La Loire coule dans leurs veines


Muides-sur-Loire

Le pêcheur Sylvain Arnoult a décroché, avec son épouse Julie, un « talent gourmand » à Montlivault jeudi 9 mars lors d’un concours mené par le Crédit Agricole Val de France et le guide du Bottin Gourmand. Ce fut l’occasion pour le couple de faire (re)découvrir un métier souvent méconnu et oublié.

À l’heure où le géant américain du e-commerce Amazon a ouvert son premier magasin automatisé à Seattle, il semble presque désuet de parler du régime du chasseur-cueilleur. Et pourtant, les robots ne remplaceront jamais totalement la main de l’Homme. Sylvain Arnoult peut en attester, les bottes solidement ancrées sur le plancher de son embarcation flottante, les mains dans l’eau de la Loire pour récupérer ses filets tendus la veille, sous l’œil attentif de son épagneul breton. « J’ai appris à faire du bateau avant d’avoir mon permis de conduire ! Ce goût pour la pêche se transmet depuis longtemps dans ma famille, » raconte-t-il. « Mon grand-père, mon père, l’oncle de ma mère, les cousins… J’ai baigné dans ce univers très jeune et ça vaut 1.000 formations. » Le pêcheur professionnel de 36 ans a par conséquent, naturellement, repris à son tour la ligne, après avoir exercé le métier de récupérateur de métaux auparavant. Depuis cinq ans, avec sa compagne Julie âgée de
32 ans, il apprécie ses escapades ligériennes en dépit d’un lever avant le soleil, d‘horaires à rallonge et d’un fleuve parfois capricieux. Le tandem, qui se définit comme artisan conservateur, imprime sa patte, celle d’une pêche durable, respectueuse de l’environnement et des ressources. « Les anciens n’ont pas forcément su faire, alors la nouvelle génération doit donner l’exemple. Sur les 15 kilomètres de Loire que nous exploitons, nous respectons la nature et ses cycles que nous ne maîtrisons pas. Le climat peut en plus favoriser des espèces plus que d’autres. Il y a par exemple beaucoup plus de lamproies qu’il y a 30 ans.  Nous, nous utilisons des mailles de 60 mm pour laisser passer les juvéniles et nous prélevons les poissons à chair blanche qui sont en abondance en Loire moyenne. C’est-à-dire que 80 % de notre activité de pêche est basée sur le mulet et les cyprinidés. Brêmes, barbillons, aspes, chevesnes, carpes, gardons… Également silures, aloses, anguilles et carnassiers selon les saisons, etc. Nous pêchons entre 3,5 et 5 tonnes par an, nous pourrions faire davantage mais pourquoi ? Il faut réfléchir un peu ! Le comportement de certains nuise à toute la profession ; le consommateur a aussi son rôle. C’est une question de bon sens, finalement, tout simplement. Notre credo, c’est la qualité, pas la quantité. »

....

§ Consigne donnée 1: D'après l'article sur le pêcheur de Loire, quelle taille de mailles le couple utilise-t-il pour laisser passer les juvéniles ?

....

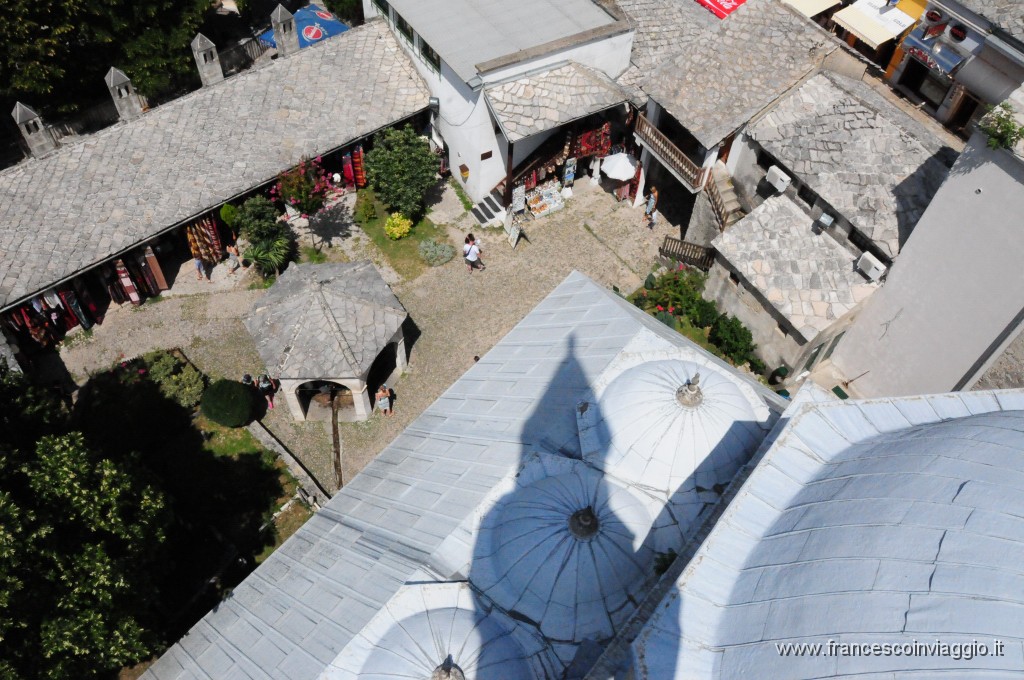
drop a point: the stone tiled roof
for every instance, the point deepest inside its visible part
(325, 321)
(1008, 14)
(660, 28)
(808, 278)
(123, 185)
(856, 151)
(725, 76)
(545, 100)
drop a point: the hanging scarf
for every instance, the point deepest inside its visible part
(127, 284)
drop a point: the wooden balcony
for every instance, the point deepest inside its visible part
(670, 155)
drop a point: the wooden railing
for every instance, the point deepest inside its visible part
(687, 253)
(668, 152)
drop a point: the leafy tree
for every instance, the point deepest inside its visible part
(55, 53)
(80, 540)
(401, 169)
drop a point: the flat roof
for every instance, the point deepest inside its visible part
(466, 33)
(120, 187)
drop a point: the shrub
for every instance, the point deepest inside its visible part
(397, 226)
(436, 254)
(732, 338)
(227, 402)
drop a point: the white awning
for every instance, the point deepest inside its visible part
(873, 22)
(811, 8)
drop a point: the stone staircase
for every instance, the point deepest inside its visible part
(723, 197)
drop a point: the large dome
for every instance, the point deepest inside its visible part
(567, 552)
(674, 425)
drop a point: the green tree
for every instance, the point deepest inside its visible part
(56, 52)
(401, 169)
(80, 541)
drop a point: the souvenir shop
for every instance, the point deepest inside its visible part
(543, 182)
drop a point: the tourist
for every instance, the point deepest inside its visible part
(384, 400)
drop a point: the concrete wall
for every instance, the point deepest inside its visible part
(955, 294)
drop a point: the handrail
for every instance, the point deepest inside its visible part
(664, 146)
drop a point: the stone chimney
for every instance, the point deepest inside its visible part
(125, 97)
(41, 141)
(206, 58)
(284, 31)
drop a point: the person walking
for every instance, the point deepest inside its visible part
(650, 210)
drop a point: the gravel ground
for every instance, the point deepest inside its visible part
(459, 314)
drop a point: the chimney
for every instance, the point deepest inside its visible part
(41, 141)
(125, 98)
(284, 31)
(207, 60)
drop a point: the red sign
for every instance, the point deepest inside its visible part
(312, 33)
(722, 8)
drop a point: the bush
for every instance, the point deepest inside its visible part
(436, 254)
(227, 402)
(397, 226)
(732, 338)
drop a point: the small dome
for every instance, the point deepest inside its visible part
(673, 425)
(567, 552)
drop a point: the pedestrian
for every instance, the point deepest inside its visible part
(471, 254)
(384, 400)
(232, 258)
(266, 386)
(650, 210)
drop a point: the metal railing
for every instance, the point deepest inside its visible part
(655, 140)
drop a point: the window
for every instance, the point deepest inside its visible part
(429, 55)
(403, 27)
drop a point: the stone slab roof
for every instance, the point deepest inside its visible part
(544, 100)
(125, 184)
(325, 321)
(808, 278)
(725, 76)
(867, 159)
(297, 611)
(1008, 14)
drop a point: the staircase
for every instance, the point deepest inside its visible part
(723, 197)
(489, 211)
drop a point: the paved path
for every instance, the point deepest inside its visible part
(459, 314)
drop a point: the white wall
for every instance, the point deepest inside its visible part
(954, 290)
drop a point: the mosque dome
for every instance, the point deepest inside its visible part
(674, 425)
(567, 552)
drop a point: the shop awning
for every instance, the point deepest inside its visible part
(722, 8)
(811, 8)
(934, 54)
(873, 22)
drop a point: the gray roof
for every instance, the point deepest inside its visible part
(127, 183)
(466, 33)
(724, 77)
(882, 521)
(1008, 14)
(544, 100)
(325, 321)
(862, 155)
(293, 615)
(808, 278)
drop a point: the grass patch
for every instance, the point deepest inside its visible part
(311, 255)
(464, 199)
(402, 255)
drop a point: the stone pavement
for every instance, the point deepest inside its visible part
(459, 314)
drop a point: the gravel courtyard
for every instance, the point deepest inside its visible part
(459, 314)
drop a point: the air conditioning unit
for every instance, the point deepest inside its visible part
(870, 266)
(777, 178)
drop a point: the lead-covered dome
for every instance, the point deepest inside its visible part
(567, 552)
(674, 425)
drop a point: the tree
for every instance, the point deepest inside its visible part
(80, 541)
(401, 169)
(56, 53)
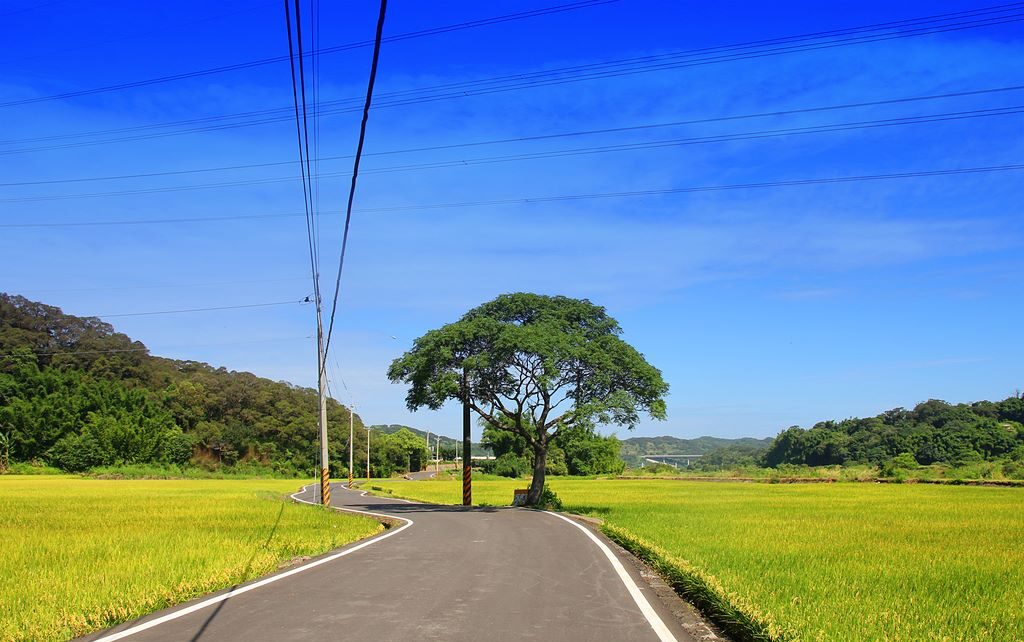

....

§ Consigne donnée 2: Reproduisez sous forme de liste numérotée les lignes des enregistrements, de celle qui contient « drop a point: the gravel courtyard » jusqu'à la fin des enregistrements. Omettez les lignes vides et laissez les images de côté.

§ Réponse rédigée 1: Le couple utilise des mailles de 60 mm.

§ Réponse rédigée 2:
1. drop a point: the gravel courtyard
2. for every instance, the point deepest inside its visible part
3. (459, 314)
4. drop a point: the air conditioning unit
5. for every instance, the point deepest inside its visible part
6. (870, 266)
7. (777, 178)
8. drop a point: the lead-covered dome
9. for every instance, the point deepest inside its visible part
10. (567, 552)
11. (674, 425)
12. drop a point: the tree
13. for every instance, the point deepest inside its visible part
14. (80, 541)
15. (401, 169)
16. (56, 53)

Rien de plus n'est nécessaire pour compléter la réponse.